* **Excerpt**
------------

How often do you get to sit down and hear what’s on the Chief Information Officer’s mind? At Coupa Inspire last month, about 800 of us got to sit down with leading CIOs for a wide-ranging conversation.

 

In this excerpt from that discussion, Ravi Thakur, Coupa’s VP Customer Success and Service Delivery, interviewed Beth Devin, CIO of Silicon Valley Bank; Ross Meyercord, CIO of Salesforce.com, Curtis Miller, CIO of Amerinet and Dan Rosenbaum, the Director of Technology at Land O' Lakes, to hear their thoughts on Cloud computing and how procurement and finance can best align with IT to drive success.

 

Ravi: CIO's, we have a room full of 800 people here and they all want to know how can they work better with their IT leaders. What advice can you give them on how to better align with you?

 

Curtis: One of the things we try to do is get the IT team to become trusted advisors in the business processes. Our mantra is "make it easy." 

 

Try to make it easy for folks to do business with us, whether it's our customers, our employees, or our suppliers. If you deliver on that to your business users you develop credibility.

 

Ravi: Dan, when we were preparing for this panel, we had a great conversation about how at Land O' Lakes, IT is working with the business to get them to focus on success criteria when selecting products.  Why don't you share some insight here?

 

Dan: Absolutely. It's no different whether it's a cloud solution or a traditional solution--the due diligence process is similar.  Coming to your IT teams with, "Here's my business problem.  Here's what I really need to try to solve," I think is important, and I think it's important to keep that as a focal point as you move through that process.

 

To the earlier point, trust is a key factor in building that core relationship.  We encourage all of our technology people to spend time getting to know the business.  You have to understand the business to be a good advisor.  Conversely, I encourage our business users to really understand things like, is there a regulatory challenge?  Are there concerns about data centers and data privacy? Getting that relationship fortified I think is really important.

 

Ravi: Right. Ross, one of the things that you bring to the discussion here is your Accenture background. You were on one side of the fence, now you're on the other.  What kind of advice can you give on how to get procurement and spend management transformations prioritized within the IT organization?

 

Ross: Great question! I’ll start first with my CIO hat on and then I'll go to my consultant hat.  From a CIO perspective, there are two ways to get our attention: a carrot and a stick.  The carrot is ROI.  We were talking backstage about how IT and finance are often a cost center. When we can participate in projects that drive bottom line benefits, you have our attention. 

 

The stick is compliance.  We're all in the business of helping keep ourselves, our CFOs and others out of jail.  So, if you have something that helps you better achieve your compliance goals, you have our attention.  That is something that we know we have to participate in.

 

Flipping to my consultant hat, what I often found in working with procurement professionals is that you really try to solve for compliance.  Where I've seen procurement transformations go awry is when we over rotate to compliance.  If we focus so much on making sure every box is ticked along the way that we make it cumbersome for users, shadow procurement functions will continue.

------------

* **Exercise tasks**
1. Summarize the CIO panel excerpt in two sentences.
2. Please pick up the CIO panel excerpt after its last sentence and keep it going.

[Data drawn from a collection]
------------

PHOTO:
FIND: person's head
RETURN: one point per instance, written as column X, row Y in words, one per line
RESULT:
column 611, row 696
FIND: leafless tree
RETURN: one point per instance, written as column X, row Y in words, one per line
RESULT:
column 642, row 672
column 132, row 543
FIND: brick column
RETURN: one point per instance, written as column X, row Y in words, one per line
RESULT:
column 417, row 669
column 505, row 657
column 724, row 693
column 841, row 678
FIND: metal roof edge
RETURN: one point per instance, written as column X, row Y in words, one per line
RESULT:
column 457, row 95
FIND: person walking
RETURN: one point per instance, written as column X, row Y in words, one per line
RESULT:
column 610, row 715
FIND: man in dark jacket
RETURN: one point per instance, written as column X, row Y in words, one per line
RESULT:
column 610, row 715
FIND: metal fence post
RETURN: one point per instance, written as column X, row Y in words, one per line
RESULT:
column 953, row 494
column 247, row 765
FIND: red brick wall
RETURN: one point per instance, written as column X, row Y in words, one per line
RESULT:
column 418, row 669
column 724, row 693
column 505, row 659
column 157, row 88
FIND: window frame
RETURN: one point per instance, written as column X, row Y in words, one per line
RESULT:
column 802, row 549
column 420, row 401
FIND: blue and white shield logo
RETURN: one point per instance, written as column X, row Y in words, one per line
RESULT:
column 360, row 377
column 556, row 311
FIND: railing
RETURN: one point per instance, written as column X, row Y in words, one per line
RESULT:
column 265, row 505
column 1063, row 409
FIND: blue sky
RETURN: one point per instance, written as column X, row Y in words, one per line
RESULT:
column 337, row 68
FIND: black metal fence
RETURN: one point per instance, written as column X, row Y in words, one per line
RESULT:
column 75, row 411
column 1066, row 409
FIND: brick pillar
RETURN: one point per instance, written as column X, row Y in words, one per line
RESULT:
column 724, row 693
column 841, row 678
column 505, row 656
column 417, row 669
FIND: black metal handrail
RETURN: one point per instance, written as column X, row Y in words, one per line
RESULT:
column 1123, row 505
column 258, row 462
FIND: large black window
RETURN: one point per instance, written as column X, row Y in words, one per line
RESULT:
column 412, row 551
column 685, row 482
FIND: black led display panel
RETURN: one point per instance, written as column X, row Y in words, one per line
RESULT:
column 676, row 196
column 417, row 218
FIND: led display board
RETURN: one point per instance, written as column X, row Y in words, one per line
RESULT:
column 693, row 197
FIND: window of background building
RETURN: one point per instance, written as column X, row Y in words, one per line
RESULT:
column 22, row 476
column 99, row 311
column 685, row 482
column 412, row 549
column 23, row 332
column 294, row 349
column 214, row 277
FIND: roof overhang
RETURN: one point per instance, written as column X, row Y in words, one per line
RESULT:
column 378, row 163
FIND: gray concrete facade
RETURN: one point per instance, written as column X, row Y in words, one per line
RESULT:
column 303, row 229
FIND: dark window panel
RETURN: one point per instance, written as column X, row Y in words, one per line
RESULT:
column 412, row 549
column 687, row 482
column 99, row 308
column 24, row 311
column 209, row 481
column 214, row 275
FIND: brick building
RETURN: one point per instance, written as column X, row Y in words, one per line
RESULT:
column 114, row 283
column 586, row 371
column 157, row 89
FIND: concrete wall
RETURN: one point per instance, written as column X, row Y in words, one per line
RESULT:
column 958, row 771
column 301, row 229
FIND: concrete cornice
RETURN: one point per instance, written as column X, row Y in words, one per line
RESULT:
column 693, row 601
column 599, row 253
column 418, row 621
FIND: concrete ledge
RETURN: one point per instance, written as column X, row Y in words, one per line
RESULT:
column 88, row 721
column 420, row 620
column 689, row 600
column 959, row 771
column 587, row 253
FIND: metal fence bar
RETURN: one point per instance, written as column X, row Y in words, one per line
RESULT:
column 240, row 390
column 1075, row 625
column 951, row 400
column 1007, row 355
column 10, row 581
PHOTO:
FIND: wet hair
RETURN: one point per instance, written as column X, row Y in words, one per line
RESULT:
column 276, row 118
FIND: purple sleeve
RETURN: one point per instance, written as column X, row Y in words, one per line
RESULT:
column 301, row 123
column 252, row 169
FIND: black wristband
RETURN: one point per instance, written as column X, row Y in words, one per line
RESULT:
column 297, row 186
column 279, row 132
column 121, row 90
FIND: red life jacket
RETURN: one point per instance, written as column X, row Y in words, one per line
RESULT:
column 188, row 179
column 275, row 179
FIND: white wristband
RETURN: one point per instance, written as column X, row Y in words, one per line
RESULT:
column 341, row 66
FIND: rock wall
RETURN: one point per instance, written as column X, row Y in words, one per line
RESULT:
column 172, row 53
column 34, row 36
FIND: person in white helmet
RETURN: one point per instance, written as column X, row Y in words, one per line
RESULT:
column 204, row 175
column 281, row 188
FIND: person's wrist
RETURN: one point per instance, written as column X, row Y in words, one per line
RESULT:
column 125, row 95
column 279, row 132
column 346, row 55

------------

* **Answers in order**
1. At Coupa Inspire, Ravi Thakur of Coupa interviewed four technology leaders about Cloud computing and how procurement and finance can best align with IT. Curtis Miller and Dan Rosenbaum stressed trust, making it easy to do business, and starting from the business problem, while Ross Meyercord said ROI and compliance get a CIO's attention but that over-rotating to compliance makes things cumbersome and lets shadow procurement functions continue.

2.
 

To me the challenge is to make our new solutions and our new processes the simplest and the most frictionless way to get buying done.  When we provide something that users want to use and solves as many compliance issues as we can, that's Nirvana.  You no longer have a rollout problem, because people want to use it because it's the easiest way to get their procurement done.  And, you've helped solve your compliance problems.  When you can find that magic balance between the two is when you have the really successful implementations. 

 

Ravi: Beth, talk to us a little bit about implementation. What is IT's role during implementation in a cloud deployment?

 

Beth: I've certainly heard folks who think, "Well, we can do this without our IT partners."  But I think what we found with the SaaS solutions we have in our environment is that IT can really help with the end-to-end process modeling.  Where does this solution fit in the context of all the other technology and tools that we have in the business?  How do we make sure that we don't over complicate the situation, or that we don't plunk a solution in where we haven't really thought through what the different plumbing on the backend needs to be around data.  How are we going to have that data flow with our ERP system?  What's the user experience going to be like?

 

We were having a conversation before the panel about how with SaaS in general, about how the more time you put into really understanding the use cases and who are the different end users, and really think through how to configure and enable that capability in your business, that pays benefits down the road.

 

There's also a lot of user acceptance testing that needs to happen.  When you bring new technology into an organization you need to make sure it's working with all the other technology and it's meeting expectations. I see a lot of roles for IT during implementation. 

 

Actually, my inspiration to my team is to become that trusted SaaS consultant. It's one thing to get the system in. Then the next quarter when there's a new release, and then another, and another new and there's more functionality, what then?  If we don't know the solutions and we're not there as a partner, I think it makes it hard for everyone and maybe leaves a bad taste in their mouths.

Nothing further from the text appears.